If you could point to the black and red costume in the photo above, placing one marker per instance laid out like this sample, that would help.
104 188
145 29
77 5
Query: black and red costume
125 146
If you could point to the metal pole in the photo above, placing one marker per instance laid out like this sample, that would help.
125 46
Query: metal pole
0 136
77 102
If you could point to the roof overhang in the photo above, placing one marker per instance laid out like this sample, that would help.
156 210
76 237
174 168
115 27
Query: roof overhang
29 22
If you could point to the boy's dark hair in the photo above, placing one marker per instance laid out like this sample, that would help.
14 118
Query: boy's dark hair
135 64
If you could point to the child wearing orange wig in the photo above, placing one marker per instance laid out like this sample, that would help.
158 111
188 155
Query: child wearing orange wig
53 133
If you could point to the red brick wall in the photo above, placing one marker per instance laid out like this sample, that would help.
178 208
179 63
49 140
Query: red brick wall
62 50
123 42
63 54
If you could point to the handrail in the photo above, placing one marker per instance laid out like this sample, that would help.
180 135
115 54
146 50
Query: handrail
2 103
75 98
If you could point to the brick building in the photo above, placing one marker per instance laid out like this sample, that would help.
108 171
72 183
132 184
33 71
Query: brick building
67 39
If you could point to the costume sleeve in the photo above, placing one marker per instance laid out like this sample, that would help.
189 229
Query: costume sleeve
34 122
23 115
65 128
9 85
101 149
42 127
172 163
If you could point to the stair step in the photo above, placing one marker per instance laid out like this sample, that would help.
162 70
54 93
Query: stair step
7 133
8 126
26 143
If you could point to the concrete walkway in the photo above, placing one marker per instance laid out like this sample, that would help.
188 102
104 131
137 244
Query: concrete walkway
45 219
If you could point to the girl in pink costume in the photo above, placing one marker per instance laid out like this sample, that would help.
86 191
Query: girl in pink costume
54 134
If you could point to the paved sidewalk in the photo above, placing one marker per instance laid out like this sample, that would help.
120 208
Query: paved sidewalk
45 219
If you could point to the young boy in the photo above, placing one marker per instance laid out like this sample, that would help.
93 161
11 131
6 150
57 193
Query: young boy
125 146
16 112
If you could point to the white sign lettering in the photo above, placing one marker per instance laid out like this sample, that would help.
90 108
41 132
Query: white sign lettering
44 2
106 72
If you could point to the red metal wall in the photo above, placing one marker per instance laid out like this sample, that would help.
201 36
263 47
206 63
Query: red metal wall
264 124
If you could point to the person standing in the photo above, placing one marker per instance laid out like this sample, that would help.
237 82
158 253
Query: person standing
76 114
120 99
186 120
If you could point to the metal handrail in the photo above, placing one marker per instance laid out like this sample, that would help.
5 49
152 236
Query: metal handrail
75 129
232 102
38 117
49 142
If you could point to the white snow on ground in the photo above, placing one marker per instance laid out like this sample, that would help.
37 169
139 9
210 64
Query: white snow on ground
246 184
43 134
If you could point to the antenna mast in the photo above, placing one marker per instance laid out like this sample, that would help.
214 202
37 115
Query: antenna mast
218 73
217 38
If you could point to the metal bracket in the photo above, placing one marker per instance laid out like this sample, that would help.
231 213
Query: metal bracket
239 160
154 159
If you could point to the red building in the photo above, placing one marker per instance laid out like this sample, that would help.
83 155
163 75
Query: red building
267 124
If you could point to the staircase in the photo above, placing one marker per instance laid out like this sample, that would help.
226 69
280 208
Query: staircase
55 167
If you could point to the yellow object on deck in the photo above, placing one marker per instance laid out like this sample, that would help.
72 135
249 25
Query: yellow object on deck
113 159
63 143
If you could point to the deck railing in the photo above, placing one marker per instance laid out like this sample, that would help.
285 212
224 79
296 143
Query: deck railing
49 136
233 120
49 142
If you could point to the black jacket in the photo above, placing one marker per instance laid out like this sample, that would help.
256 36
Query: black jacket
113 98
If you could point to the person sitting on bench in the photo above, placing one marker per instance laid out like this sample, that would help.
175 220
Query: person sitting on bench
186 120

=====

EXERCISE REQUIREMENTS:
Quote every record above exactly.

RESULT FOR THIS EXERCISE:
If you could point to the black and red costume in the photo above, placing one marker per instance laid out like this sample, that would help.
104 188
145 29
77 5
Query: black and red costume
125 146
If you could point to the metal pole in the photo above, placing one marker per instance laid out like this sample, that would help.
125 46
Query: metal pole
0 136
77 102
If you could point to the roof overhang in the photo above, placing one marker per instance laid out like this sample, that would help.
156 210
76 237
174 168
115 27
Query: roof overhang
29 22
If you could point to the boy's dark hair in the photo above, placing one marker per instance laid out like this sample, that would help.
14 118
Query: boy's dark hair
135 64
If you could point to the child wearing orange wig in the photo above, placing one marker per instance laid out like this sample, that would help.
158 111
188 155
Query: child wearing orange wig
53 133
If you could point to the red brick wall in the photo above, placing one marker per instance laid out like this sample, that would help.
178 208
179 63
49 140
Query: red brick wall
62 50
123 42
63 54
If you could point to the handrail in the photo above, placing one marker per instance laid out like this sample, that would help.
180 135
115 54
146 50
Query: handrail
2 103
75 98
If you could point to the brick building in the photo above, placing one marker per instance laid out like this sample, that would help.
108 171
72 183
132 184
33 71
Query: brick building
67 39
If you could point to the costume sleeve in the photo above, placing one marker per instance laid out like this sample, that would help.
189 229
Query: costume sleeve
34 122
23 115
65 128
9 85
101 149
42 127
172 163
If you could point to the stair step in the photo above, placing one marker per instance laid out like this sample, that would help.
162 70
54 93
Query: stair step
7 133
8 126
26 143
If you could point to the concrete walkway in the photo above, placing one marker per instance laid out like this sample, that would help.
188 102
104 131
137 244
Query: concrete walkway
45 219
If you could point to the girl in pink costume in the photo above, placing one marker per instance laid out like this sample, that would help.
86 191
Query: girl in pink costume
54 134
If you could point to the paved sidewalk in the photo above, placing one marker per instance laid out like this sample, that would help.
120 208
Query: paved sidewalk
45 219
If you could point to the young boy in the photo above, placing one marker per instance laid out like this sample, that would help.
93 161
11 131
6 150
57 193
Query: young boy
125 146
16 112
If you could point to the white sign lettering in the photo above, placing one marker per instance laid out like this sample, that would help.
90 108
41 132
Query: white sign lettering
44 2
106 72
If you could point to the red metal wall in the photo above, placing one marker per instance laid out like this sample, that would help.
201 36
263 47
206 63
Query: red metal wall
264 124
If you could point to the person standing in the photo above, placing one marker per instance laid out like this sample, that would help.
237 82
158 253
Query: person standing
76 114
120 99
186 120
If you could point to the metal handrail in the photo above, placing one marker per instance laid out like this sample, that would help.
5 49
152 236
Query: metal handrail
75 129
232 102
38 117
49 142
If you could point to the white snow on ground in the photo above, placing one marker per instance laid out like this sample, that would help.
37 169
139 9
210 64
Query: white snow on ground
246 184
43 134
If you could point to the antenna mast in the photo above, placing one marker per instance laid out like this sample, that would help.
214 202
37 115
Query: antenna mast
218 73
217 38
If you could point to the metal bracket in the photo above, placing one marker per instance laid out like this sample, that would help.
231 213
Query: metal bracket
239 160
154 159
If you could point to the red building in the photo above, placing one marker per instance laid out like this sample, that would help.
83 155
163 75
Query: red building
267 124
If you could point to the staircase in the photo above, placing one marker per instance laid out like this sample, that would help.
226 69
280 208
Query: staircase
55 167
If you could point to the yellow object on deck in the photo above, placing one marker per instance laid out like this sample, that would help.
72 135
249 25
Query: yellow object on deck
113 159
63 143
If you could point to the deck railing in the photo above, placing one marker per instance laid out like this sample, that would help.
285 212
224 79
296 143
Query: deck railing
49 136
233 120
49 142
If you could point to the black jacket in the photo above, placing one marker per instance laid out like this sample, that would help.
256 36
Query: black jacket
113 98
If you could point to the person sitting on bench in the photo above, placing one marker per instance laid out like this sample, that would help.
175 220
Query: person sitting on bench
186 120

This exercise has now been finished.